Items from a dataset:
## BEGIN

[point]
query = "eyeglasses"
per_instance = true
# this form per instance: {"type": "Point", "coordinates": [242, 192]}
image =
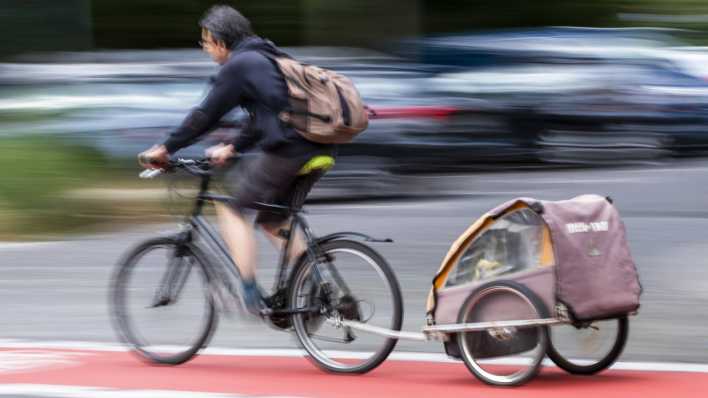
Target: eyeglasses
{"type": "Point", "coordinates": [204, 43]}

## END
## BEGIN

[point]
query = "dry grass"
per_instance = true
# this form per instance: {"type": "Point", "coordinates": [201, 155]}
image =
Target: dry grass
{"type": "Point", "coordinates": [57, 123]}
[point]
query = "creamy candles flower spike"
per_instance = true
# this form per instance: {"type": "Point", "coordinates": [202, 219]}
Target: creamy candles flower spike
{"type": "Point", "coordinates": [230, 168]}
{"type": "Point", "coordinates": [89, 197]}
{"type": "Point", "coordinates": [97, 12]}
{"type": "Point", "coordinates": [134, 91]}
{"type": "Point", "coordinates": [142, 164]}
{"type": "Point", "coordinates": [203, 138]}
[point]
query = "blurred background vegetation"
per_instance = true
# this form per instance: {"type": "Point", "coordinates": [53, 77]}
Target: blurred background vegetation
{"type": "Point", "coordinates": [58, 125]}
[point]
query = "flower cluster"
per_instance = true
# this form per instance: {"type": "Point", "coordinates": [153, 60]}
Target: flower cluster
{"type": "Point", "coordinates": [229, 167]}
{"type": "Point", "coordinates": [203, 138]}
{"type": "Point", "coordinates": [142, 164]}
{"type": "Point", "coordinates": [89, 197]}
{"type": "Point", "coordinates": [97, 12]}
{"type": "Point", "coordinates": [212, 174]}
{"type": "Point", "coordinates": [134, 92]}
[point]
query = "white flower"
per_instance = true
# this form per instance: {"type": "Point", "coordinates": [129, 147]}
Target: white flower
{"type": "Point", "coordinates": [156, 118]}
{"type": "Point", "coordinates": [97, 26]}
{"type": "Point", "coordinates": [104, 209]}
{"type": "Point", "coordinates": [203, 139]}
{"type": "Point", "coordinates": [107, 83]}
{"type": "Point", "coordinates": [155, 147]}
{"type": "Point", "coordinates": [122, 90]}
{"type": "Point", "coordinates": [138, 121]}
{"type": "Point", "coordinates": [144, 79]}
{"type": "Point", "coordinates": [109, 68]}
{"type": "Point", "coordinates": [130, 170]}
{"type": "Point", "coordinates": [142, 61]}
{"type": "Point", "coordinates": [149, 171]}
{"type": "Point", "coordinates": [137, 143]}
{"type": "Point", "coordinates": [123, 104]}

## END

▶ _REQUEST_:
Tally the lines of the material that contain the string "eyeglasses", treating uppercase and lowercase as different. Reply with only the number.

▶ _TASK RESPONSE_:
2